**GIVEN TASK:** Locate the line that contains "object=hilltop building". Print it and every subsequent line through the final line of the records, exactly and only those.

##### DATASET EXTRACT

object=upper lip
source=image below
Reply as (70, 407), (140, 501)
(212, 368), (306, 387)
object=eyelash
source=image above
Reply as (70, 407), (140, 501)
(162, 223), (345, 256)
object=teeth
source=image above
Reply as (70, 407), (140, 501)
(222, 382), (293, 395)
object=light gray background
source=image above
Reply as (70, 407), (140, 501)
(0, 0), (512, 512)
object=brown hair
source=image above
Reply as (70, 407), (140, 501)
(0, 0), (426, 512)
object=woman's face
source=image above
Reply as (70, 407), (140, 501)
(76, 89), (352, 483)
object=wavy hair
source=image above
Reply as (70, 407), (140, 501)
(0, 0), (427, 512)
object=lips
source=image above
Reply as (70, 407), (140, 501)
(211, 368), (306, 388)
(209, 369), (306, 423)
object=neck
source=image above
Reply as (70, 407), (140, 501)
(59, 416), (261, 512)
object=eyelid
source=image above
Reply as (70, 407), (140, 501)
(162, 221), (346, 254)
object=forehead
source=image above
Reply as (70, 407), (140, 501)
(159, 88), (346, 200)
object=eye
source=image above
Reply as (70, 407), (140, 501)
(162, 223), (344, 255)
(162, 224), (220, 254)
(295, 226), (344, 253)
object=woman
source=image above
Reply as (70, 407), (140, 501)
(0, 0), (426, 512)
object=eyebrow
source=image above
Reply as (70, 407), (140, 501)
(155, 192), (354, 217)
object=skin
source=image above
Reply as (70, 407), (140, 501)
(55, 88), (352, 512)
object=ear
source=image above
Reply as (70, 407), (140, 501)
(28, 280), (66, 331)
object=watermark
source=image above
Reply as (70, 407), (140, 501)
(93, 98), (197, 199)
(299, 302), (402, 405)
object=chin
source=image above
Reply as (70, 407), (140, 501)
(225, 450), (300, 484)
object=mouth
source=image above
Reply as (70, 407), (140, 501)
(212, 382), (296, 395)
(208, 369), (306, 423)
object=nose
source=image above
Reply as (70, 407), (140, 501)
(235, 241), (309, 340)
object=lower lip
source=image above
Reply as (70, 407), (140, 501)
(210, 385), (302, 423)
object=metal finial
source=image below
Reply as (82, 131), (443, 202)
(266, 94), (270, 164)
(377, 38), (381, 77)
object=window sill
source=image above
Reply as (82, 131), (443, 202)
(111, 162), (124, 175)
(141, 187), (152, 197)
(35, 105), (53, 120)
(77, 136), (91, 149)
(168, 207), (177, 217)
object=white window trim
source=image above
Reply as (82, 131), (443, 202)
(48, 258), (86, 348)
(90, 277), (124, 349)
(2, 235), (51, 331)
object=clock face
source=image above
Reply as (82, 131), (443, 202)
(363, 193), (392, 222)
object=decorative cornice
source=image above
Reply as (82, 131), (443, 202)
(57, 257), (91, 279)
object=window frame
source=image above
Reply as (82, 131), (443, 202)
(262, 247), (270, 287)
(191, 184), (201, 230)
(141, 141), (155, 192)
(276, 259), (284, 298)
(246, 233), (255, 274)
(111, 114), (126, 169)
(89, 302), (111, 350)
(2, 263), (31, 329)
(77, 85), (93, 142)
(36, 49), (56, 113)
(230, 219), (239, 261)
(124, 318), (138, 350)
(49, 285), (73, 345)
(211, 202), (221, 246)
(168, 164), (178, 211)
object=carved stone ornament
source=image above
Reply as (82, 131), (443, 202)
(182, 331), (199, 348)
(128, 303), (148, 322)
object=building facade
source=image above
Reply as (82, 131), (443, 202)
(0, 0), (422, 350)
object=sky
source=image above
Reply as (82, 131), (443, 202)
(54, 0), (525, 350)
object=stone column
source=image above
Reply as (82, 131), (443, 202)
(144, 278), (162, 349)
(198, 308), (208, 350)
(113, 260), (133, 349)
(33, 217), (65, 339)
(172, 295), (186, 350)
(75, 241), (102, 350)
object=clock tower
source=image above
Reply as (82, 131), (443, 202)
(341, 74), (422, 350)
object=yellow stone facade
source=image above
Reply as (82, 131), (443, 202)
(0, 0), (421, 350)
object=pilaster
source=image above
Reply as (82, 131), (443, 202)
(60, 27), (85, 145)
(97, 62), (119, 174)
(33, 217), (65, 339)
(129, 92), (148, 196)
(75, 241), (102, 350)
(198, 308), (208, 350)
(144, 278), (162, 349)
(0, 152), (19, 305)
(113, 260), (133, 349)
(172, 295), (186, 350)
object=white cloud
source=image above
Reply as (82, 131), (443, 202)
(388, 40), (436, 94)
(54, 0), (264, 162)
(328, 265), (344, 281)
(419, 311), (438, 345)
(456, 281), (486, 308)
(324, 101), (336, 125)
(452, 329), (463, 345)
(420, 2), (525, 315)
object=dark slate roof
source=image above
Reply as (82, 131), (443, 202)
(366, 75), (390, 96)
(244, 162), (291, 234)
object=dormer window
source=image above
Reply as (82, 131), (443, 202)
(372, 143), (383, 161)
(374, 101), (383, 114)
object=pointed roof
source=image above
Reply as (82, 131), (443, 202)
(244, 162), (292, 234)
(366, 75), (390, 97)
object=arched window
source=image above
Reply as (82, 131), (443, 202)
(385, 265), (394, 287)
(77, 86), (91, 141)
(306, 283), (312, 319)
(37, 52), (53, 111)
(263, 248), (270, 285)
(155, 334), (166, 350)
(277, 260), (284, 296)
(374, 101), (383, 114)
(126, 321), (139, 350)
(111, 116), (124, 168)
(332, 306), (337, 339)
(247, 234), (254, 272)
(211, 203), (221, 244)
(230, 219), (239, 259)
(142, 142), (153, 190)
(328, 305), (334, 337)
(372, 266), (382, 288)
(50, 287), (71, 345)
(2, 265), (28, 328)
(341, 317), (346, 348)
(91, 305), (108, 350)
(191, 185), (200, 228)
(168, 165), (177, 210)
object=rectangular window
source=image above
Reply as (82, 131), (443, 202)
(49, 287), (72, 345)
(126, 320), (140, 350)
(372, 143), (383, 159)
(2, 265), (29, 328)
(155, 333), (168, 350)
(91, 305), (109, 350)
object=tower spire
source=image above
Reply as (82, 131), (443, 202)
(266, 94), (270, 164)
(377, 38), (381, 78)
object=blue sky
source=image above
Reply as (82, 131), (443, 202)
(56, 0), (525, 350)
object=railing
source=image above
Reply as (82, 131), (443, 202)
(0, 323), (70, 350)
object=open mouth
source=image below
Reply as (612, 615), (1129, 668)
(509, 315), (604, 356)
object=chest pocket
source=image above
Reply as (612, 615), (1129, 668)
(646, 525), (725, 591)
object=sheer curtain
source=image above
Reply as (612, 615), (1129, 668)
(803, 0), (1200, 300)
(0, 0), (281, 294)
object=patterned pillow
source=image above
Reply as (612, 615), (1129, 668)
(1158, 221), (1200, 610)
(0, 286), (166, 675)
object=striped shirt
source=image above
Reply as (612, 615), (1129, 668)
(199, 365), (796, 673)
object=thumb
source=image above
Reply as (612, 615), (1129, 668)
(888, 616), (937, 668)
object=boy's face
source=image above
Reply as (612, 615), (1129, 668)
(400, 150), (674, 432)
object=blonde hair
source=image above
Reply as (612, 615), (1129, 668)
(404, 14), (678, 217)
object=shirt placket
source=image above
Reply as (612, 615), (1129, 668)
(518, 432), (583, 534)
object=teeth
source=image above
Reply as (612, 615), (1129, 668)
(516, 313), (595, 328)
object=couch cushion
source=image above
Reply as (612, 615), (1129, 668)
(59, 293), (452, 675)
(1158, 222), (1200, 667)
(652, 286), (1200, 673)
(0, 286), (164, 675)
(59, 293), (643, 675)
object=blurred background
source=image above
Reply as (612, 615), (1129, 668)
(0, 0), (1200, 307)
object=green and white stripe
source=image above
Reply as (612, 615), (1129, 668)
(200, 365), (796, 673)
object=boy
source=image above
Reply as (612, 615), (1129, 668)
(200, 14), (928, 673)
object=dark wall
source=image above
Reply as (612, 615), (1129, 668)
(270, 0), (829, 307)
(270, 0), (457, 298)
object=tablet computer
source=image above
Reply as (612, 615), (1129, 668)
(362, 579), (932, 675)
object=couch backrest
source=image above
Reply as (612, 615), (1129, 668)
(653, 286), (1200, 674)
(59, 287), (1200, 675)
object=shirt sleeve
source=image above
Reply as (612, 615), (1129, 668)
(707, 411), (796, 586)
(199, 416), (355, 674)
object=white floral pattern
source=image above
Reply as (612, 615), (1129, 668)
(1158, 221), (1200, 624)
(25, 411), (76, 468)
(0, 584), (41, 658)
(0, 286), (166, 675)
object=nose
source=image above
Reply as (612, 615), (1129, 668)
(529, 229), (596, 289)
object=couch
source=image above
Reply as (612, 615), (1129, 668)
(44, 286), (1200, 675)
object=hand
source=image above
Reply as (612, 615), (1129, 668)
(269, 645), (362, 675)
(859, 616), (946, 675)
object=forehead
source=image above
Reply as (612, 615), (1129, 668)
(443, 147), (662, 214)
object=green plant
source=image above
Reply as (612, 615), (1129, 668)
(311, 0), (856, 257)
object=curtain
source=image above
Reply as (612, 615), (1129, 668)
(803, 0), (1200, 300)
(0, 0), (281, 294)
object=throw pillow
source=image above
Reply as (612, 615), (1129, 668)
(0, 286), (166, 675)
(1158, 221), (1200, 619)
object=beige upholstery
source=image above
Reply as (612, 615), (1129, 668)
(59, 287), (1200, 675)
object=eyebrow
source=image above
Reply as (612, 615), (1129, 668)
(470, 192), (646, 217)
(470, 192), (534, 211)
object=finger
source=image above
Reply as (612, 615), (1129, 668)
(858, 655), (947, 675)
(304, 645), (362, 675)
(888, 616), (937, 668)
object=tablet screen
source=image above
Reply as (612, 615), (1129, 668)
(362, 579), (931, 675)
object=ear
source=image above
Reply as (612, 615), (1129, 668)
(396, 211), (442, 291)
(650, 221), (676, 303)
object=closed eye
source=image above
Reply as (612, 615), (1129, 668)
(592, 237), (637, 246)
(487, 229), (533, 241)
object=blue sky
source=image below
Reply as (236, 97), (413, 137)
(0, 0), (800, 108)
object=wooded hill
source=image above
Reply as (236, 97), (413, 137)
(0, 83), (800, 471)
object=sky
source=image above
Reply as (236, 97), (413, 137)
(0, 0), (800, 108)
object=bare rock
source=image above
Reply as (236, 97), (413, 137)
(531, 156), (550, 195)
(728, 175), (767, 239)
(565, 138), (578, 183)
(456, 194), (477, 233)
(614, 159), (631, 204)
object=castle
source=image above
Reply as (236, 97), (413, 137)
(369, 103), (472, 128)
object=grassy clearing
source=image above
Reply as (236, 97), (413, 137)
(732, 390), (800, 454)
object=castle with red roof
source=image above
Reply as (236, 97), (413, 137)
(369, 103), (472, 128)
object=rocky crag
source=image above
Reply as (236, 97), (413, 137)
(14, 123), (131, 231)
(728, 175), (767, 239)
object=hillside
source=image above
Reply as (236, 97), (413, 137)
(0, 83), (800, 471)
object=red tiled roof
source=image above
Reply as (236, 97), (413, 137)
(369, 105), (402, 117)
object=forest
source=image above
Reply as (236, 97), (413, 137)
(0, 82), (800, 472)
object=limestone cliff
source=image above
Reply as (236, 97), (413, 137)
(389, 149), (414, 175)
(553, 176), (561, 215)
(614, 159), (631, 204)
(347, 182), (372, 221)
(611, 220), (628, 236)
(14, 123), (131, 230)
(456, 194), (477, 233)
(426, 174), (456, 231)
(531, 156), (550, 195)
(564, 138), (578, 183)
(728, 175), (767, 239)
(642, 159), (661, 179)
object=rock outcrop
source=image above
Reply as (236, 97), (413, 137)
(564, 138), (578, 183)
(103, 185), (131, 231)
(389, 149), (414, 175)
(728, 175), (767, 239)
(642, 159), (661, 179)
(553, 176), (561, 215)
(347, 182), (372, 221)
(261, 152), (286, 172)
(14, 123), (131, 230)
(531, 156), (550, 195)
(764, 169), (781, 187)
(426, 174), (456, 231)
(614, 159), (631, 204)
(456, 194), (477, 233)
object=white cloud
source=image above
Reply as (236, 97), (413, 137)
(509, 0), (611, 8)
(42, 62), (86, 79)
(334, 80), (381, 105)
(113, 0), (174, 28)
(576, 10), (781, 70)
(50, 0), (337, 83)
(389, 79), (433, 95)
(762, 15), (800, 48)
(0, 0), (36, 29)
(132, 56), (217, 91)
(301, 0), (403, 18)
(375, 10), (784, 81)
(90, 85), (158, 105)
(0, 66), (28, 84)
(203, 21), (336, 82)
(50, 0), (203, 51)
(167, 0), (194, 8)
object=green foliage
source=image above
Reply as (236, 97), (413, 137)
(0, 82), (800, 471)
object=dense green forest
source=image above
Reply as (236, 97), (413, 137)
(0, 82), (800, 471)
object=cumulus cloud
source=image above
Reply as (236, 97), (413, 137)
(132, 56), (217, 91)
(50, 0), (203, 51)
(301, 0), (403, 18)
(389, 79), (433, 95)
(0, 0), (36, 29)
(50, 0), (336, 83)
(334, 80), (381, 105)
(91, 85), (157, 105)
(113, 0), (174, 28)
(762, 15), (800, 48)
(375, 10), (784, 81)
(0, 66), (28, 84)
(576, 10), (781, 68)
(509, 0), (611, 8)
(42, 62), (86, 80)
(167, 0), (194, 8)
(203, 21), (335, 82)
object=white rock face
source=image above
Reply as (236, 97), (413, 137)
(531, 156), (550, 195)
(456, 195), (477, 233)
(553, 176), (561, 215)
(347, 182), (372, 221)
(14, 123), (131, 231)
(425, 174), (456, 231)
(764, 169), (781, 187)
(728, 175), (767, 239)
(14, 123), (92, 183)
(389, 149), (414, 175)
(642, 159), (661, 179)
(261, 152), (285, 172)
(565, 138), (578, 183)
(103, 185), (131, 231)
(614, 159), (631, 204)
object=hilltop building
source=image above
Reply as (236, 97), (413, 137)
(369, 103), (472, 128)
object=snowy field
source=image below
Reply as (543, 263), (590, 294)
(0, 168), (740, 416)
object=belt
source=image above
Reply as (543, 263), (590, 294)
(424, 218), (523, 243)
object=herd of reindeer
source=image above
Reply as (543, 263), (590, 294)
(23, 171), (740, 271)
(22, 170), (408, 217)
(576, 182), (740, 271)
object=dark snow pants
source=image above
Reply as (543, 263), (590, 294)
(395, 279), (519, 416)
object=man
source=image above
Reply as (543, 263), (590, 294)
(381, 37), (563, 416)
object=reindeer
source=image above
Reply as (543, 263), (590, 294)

##########

**RESPONSE BELOW:**
object=hilltop building
source=image above
Reply as (236, 97), (413, 137)
(369, 103), (472, 128)
object=snowy field
source=image below
Reply as (543, 263), (590, 294)
(0, 168), (740, 416)
object=belt
source=image above
Reply as (543, 263), (590, 294)
(424, 218), (523, 243)
object=herd of reindeer
source=image above
Reply as (543, 263), (590, 294)
(23, 171), (740, 271)
(22, 170), (408, 217)
(576, 182), (740, 271)
object=dark snow pants
source=image above
Reply as (543, 263), (590, 294)
(395, 279), (519, 416)
object=man
source=image above
Reply as (543, 263), (590, 294)
(381, 37), (563, 416)
object=reindeer
source=image above
Reply as (543, 263), (590, 294)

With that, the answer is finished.